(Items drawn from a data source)
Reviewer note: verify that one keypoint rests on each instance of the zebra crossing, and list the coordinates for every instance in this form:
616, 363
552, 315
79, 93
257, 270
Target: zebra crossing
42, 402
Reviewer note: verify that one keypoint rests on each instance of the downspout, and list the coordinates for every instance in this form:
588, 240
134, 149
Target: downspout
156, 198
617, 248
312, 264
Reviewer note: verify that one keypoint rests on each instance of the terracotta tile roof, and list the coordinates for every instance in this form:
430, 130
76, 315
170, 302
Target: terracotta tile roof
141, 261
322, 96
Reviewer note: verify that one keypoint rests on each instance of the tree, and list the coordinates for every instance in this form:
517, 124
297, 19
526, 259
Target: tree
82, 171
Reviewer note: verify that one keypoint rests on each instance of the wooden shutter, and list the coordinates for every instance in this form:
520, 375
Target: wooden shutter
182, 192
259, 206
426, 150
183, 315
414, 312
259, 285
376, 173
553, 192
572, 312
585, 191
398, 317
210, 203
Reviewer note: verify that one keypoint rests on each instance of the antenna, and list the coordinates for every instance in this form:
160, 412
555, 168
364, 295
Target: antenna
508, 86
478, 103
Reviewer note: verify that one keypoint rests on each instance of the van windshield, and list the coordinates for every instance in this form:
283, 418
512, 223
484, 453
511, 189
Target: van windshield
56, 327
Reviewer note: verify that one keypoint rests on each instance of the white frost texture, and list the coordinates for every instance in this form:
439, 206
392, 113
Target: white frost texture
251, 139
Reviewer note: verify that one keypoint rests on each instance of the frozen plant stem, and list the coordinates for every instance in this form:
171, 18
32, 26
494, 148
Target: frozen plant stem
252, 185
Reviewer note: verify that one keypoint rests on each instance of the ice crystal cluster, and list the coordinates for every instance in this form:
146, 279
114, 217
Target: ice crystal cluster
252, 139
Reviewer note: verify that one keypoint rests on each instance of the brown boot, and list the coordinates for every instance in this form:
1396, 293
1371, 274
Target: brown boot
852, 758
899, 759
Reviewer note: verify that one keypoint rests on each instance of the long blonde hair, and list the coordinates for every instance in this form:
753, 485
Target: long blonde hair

_Task goal:_
Set down every line of the material above again, word for word and figure for figure, with nothing changed.

_Response:_
Reviewer note: verify that one keypoint rests on each instance of the zebra crossing, and list the coordinates for every instance in this form:
616, 363
552, 315
79, 93
257, 270
Target: zebra crossing
42, 402
Reviewer note: verify that one keypoint rests on each instance of the downspout, and list the coordinates for every instance in this form:
588, 240
134, 149
Target: downspout
156, 198
617, 248
312, 264
Reviewer note: verify that one keypoint rests on each instance of the terracotta tile roof, and list the coordinates for every instance in this form:
430, 130
76, 315
170, 302
Target: terracotta tile roof
141, 261
322, 96
Reviewer note: verify that one keypoint rests on each instance of the tree, and list the coordinates for every instance in this form:
517, 124
297, 19
526, 259
Target: tree
82, 171
Reviewer note: verify that one keypoint rests on each instance of the wooden shutter, and list the coordinates for every instance in this form:
520, 375
Target: wooden shutter
182, 192
259, 206
426, 150
183, 315
414, 312
259, 285
376, 173
553, 192
572, 312
585, 191
398, 317
210, 203
Reviewer note: verify that one keypoint rests on each instance of the antenna, and list the coordinates for every instance in this form:
160, 412
555, 168
364, 295
Target: antenna
508, 86
478, 103
Reviewer note: verify that one keypoint rests on each instance of the van windshield, and list the coordinates for every instance in this form:
283, 418
512, 223
484, 453
511, 189
Target: van windshield
56, 327
Reviewer note: verify that one keypoint rests on each instance of the white frost texture, and list the coordinates for every instance in this form:
439, 206
392, 113
Target: white frost texture
251, 139
Reviewer note: verify that one keypoint rests on each instance of the frozen plant stem, and list the coordinates for every instance in this form:
171, 18
32, 26
494, 148
Target: frozen plant stem
252, 185
Reviewer note: verify that one keypoint rests on each instance of the ice crystal cluster, and list the coordinates for every instance in this form:
146, 279
114, 217
Target: ice crystal cluster
252, 139
Reviewer note: verify that one keypoint rests on each instance of the brown boot, and list the coordinates for every instance in this form:
1396, 293
1371, 274
Target: brown boot
852, 758
899, 759
Reviewer note: verify that one keypoint rests on each instance of the long blonde hair, and list the coordinates for every instance in this form:
753, 485
Target: long blonde hair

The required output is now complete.